FRAGMENTO DEL DOCUMENTO:

Aunque, sin duda, sea largo el camino que resta por recorrer para que podamos contar con una historia satisfactoria del género “novela” en el Barroco, existen materiales suficientes para la reconstrucción de los supuestos teóricos, desde los que autores y preceptistas encaran las posibilidades de una moderna forma de narrativa ficticia. Y estos documentos nos hablan, sobre todo, de una profunda crisis en relación con la narrativa precedente, así como de una intensa y apasionada reflexión –motivada por la mencionada crisis– sobre varias cuestiones principales: los excesos “imaginarios” de las viejas formas de narración, que provocan la ira, o al menos las reticencias, de los moralistas; el desprestigio –ante el importante auge de la preceptiva neo-aristotélica– de unas fórmulas que carecen de la sanción teórica que la “Poéticade Aristóteles había otorgado a otras formas de narración, tales como el poema épico; la confluencia, y en algunos casos confusión, de modalidades narrativas que pierden sus perfiles tradicionales, para generar discursos híbridos de muy difícil clasificación; y, finalmente, las exigencias de un nuevo público, que ya no se identifica con los “ideales” y con los “principios” que rigen en el universo de la narrativa caballeresca, sentimental o pastoril.

EJERCICIO BREVE 1: Según el fragmento sobre la novela en el Barroco, ¿con qué tipos de narrativa ya no se identifica el nuevo público? Enuméralos todos.
EJERCICIO BREVE 2: Prolonga el fragmento sobre la novela en el Barroco a partir de su última oración.

INFORMACIÓN PROPORCIONADA:

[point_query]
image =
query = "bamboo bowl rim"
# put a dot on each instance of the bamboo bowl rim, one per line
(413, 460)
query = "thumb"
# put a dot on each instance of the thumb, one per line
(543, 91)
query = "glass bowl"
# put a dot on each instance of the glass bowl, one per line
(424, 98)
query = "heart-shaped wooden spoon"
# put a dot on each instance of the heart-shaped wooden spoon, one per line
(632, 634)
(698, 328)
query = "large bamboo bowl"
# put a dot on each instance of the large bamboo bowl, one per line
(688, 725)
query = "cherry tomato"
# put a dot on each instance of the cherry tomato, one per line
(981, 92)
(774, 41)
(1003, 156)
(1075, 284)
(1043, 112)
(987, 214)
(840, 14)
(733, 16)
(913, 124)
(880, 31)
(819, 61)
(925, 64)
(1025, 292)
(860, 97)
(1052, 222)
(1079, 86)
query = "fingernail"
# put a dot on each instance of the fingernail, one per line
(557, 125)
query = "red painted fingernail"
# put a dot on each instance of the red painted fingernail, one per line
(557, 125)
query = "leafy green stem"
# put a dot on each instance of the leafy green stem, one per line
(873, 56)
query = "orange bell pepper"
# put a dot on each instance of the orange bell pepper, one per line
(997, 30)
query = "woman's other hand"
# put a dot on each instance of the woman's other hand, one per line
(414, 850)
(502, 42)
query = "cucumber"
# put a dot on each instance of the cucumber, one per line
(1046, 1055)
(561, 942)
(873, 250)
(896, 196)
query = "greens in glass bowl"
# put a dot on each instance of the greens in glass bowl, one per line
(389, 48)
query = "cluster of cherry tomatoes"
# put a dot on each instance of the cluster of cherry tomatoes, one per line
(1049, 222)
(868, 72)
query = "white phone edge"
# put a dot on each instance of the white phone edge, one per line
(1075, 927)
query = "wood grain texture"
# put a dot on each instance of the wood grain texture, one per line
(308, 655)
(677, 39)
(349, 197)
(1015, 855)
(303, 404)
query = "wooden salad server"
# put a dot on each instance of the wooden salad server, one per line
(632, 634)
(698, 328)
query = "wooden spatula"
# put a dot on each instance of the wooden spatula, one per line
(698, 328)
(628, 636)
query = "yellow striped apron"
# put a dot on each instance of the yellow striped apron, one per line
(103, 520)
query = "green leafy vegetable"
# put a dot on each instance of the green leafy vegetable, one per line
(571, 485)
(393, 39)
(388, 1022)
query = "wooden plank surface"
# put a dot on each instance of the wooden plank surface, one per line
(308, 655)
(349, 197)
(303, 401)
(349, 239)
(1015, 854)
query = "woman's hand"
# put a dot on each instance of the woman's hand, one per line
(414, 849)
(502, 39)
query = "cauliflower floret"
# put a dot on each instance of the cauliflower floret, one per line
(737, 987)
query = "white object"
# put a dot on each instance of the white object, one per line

RESPUESTA 1: La narrativa caballeresca, la sentimental y la pastoril.

RESPUESTA 2:
 

Algunos analistas se han referido a la actitud que surge de la Reforma protestante bajo el epígrafe de “La religión del libro”. Me parece todo un acierto. La Reforma viene a reemplazar la “religión del rito” por la “religión del libro” y en ello tienen una importancia extraordinaria el desarrollo de la imprenta y las nuevas formas de relación –autorial o lectorial– que de dicho desarrollo se derivan.

 

En cualquier caso, don Quijote ejemplifica, en su manera de leer los libros de caballerías, una “episteme” periclitada y caduca que, con y desde el evangelio, afirma: “In principio erat Verbum”. El verbo es el principio generador, la norma y el modelo; y la vida, que surge del verbo, debe ajustarse y dejarse modelar por el verbo. Inspirado por sus lecturas caballerescas, Alonso Quijano renuncia a la monotonía de su propia existencia e inaugura una nueva vida, cuyo desarrollo quedará vinculado al dictado de lo que el libro diga: deberá ponerse un nombre acorde con el de sus libros y, sólo después de hacerlo, se lanzará en busca de aventuras, para encontrarse con castillos, y no con ventas, porque el libro habla de aquellos, pero no de éstas. Don Quijote, frente a Alonso Quijano, es el intérprete de una partitura ya escrita.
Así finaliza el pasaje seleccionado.